PROBLEM TO WORK ON >>
Reproduce all of the data exactly. Images are not to appear in the reply.

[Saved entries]
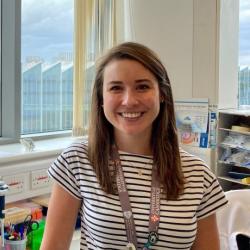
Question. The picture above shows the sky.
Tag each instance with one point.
(47, 29)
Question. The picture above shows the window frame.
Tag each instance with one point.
(10, 71)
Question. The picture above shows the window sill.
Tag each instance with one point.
(43, 148)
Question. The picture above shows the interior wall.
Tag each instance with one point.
(166, 26)
(197, 42)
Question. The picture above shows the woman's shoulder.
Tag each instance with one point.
(76, 148)
(191, 163)
(190, 160)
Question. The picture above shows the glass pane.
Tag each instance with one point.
(47, 65)
(244, 53)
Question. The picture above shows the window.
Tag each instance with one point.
(47, 66)
(37, 70)
(244, 53)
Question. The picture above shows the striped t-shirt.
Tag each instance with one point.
(102, 222)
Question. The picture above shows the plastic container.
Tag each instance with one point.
(35, 237)
(15, 244)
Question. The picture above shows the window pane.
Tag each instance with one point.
(47, 65)
(244, 53)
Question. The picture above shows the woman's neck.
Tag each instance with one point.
(134, 144)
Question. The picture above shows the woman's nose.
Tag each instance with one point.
(129, 98)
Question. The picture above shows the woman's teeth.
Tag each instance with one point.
(131, 115)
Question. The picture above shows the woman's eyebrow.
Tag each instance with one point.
(114, 82)
(143, 80)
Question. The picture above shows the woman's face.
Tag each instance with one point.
(131, 97)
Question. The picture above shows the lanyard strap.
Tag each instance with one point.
(154, 217)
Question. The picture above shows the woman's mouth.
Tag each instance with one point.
(131, 114)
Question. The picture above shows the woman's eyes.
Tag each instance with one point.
(115, 88)
(140, 87)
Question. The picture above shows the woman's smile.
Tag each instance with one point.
(131, 99)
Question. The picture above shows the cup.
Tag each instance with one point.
(15, 244)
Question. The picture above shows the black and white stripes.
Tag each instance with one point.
(102, 224)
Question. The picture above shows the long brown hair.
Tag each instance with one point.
(164, 139)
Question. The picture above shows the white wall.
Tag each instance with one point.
(195, 42)
(166, 26)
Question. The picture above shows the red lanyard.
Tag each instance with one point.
(154, 217)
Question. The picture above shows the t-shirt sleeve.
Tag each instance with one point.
(62, 172)
(213, 197)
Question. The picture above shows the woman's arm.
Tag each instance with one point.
(61, 219)
(207, 237)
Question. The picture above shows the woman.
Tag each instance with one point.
(133, 186)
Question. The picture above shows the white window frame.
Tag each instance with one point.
(11, 71)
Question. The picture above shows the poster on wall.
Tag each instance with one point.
(192, 119)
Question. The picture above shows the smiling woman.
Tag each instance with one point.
(170, 203)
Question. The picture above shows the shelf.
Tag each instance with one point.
(238, 181)
(228, 145)
(227, 119)
(234, 131)
(234, 164)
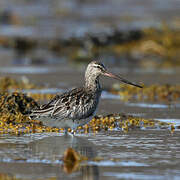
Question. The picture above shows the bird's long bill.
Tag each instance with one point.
(121, 79)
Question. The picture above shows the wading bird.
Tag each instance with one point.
(77, 106)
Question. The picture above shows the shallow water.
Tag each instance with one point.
(138, 154)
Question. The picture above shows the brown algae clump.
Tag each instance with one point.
(166, 93)
(122, 122)
(13, 108)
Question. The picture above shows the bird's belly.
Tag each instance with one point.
(64, 123)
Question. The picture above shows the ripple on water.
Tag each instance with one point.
(146, 105)
(26, 70)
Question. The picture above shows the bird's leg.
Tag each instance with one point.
(54, 109)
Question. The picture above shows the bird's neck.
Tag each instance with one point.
(92, 83)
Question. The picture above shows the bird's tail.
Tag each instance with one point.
(42, 112)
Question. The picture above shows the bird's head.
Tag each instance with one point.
(95, 69)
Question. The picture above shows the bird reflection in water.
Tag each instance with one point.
(74, 150)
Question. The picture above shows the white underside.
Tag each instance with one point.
(63, 123)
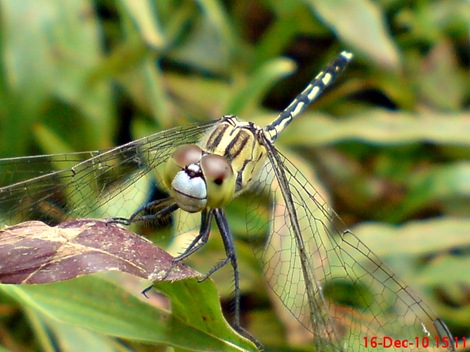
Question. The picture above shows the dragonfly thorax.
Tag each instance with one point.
(199, 180)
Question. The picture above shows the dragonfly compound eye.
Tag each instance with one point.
(220, 180)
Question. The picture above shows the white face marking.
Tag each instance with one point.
(190, 193)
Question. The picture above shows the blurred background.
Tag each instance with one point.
(390, 141)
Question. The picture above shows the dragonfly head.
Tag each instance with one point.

ANSWER >>
Question. The picture above shows the sky.
Tag each instance with one point.
(47, 29)
Question. The picture above shows the window frame.
Tag each instance with one point.
(10, 71)
Question. The picture above shows the window sill.
Tag each instance with one point.
(43, 148)
Question. The picture above shows the interior wall.
Tag each instance with one point.
(166, 26)
(197, 42)
Question. The picture above shows the woman's shoulder.
Tag each instance with one point.
(76, 148)
(191, 163)
(190, 160)
Question. The picture above shows the glass pane.
Tag each instance with one point.
(47, 65)
(244, 53)
Question. The picture above shows the window.
Tag each instance with one point.
(47, 66)
(37, 70)
(244, 53)
Question. The picture above shows the striped t-shirt.
Tag each instance with one point.
(102, 222)
Question. The picture above shows the plastic container.
Tag each instance with one point.
(35, 237)
(15, 244)
Question. The picture above shows the window pane.
Tag each instance with one point.
(47, 65)
(244, 53)
Question. The picture above shows the woman's neck.
Tag each instance with one point.
(134, 144)
Question. The picture above shows the woman's nose.
Tag each instance with one point.
(129, 98)
Question. The picture above shows the woman's teeth.
Tag each instance with one point.
(131, 115)
Question. The picture above shows the woman's eyebrow.
Tag each instance with one point.
(114, 82)
(143, 80)
Question. The picture above shows the woman's face.
Tag each instance with one point.
(131, 97)
Question. The picture above shows the lanyard strap.
Tag each instance with one point.
(154, 217)
Question. The picture above shows the woman's mouth.
Tag each instance with one point.
(131, 114)
Question. The picture above shows the woman's eyes.
Tag each instance with one point.
(115, 88)
(140, 87)
Question. The picture above shows the woman's smile.
Tag each instance with one point.
(131, 99)
Question. The picture above shows the cup.
Tag each instance with one point.
(15, 244)
Question. The picture above shows the black and white stripes.
Tag each instance with one point.
(102, 224)
Question. The picture above shows the long brown hair.
Tag each instance with one point.
(164, 139)
Question. The picture above shows the white wall.
Tag each instance with one point.
(195, 42)
(166, 26)
Question. The picture above shows the red lanyard.
Tag each instance with one point.
(154, 217)
Question. The picture above shows the t-shirt sleeve.
Tag each instance with one point.
(62, 172)
(213, 197)
Question. The picture above shows the woman's arm.
Tag each instance with one point.
(61, 219)
(207, 237)
Question. The picture above shows the woman.
Tag each instance with one point.
(133, 186)
Question. The picture above shows the white window frame.
Tag each instance with one point.
(11, 71)
Question. The picture above shows the poster on wall.
Tag each instance with one point.
(192, 119)
Question. The picture above shows the smiling woman.
Tag each instance with one point.
(170, 203)
Question. The picture above shows the shelf.
Tag each instance with one point.
(238, 181)
(228, 145)
(227, 119)
(234, 131)
(234, 164)
Question. The picture above shows the bird's long bill.
Tag each instance with one point.
(121, 79)
Question. The picture above shows the wading bird.
Tag each instance with one point.
(77, 106)
Question. The picture above shows the shallow water.
Tag each instance with one point.
(138, 154)
Question. The picture above shows the brown algae clump.
Tag each instance with one point.
(166, 93)
(122, 122)
(13, 108)
Question. The picture above shows the bird's belly.
Tag each instance with one point.
(64, 123)
Question. The picture above shows the ripple on water.
Tag each instance with one point.
(146, 105)
(26, 70)
Question. The picture above shows the bird's leg.
Tag each instance with one point.
(54, 109)
Question. The picture above shows the bird's neck.
Tag each instance with one point.
(92, 83)
Question. The picture above shows the bird's tail.
Tag each instance with one point.
(42, 112)
Question. The picture above shows the bird's head.
Tag each instance with one point.
(95, 69)
Question. The picture above shows the bird reflection in water.
Tag each instance with one point.
(74, 150)
Question. The picture above shows the white underside.
Tag each instance with one point.
(63, 123)
Question. The picture above shows the dragonfly thorax.
Tag each instance with one point.
(199, 180)
Question. The picture above shows the dragonfly compound eye.
Tag each instance with one point.
(220, 180)
Question. The picture above shows the white face marking.
Tag each instance with one point.
(190, 193)
Question. The picture above shows the blurred background.
Tag each instance with one point.
(390, 141)
Question. The picture above shows the dragonfly head.
Tag each instance with one point.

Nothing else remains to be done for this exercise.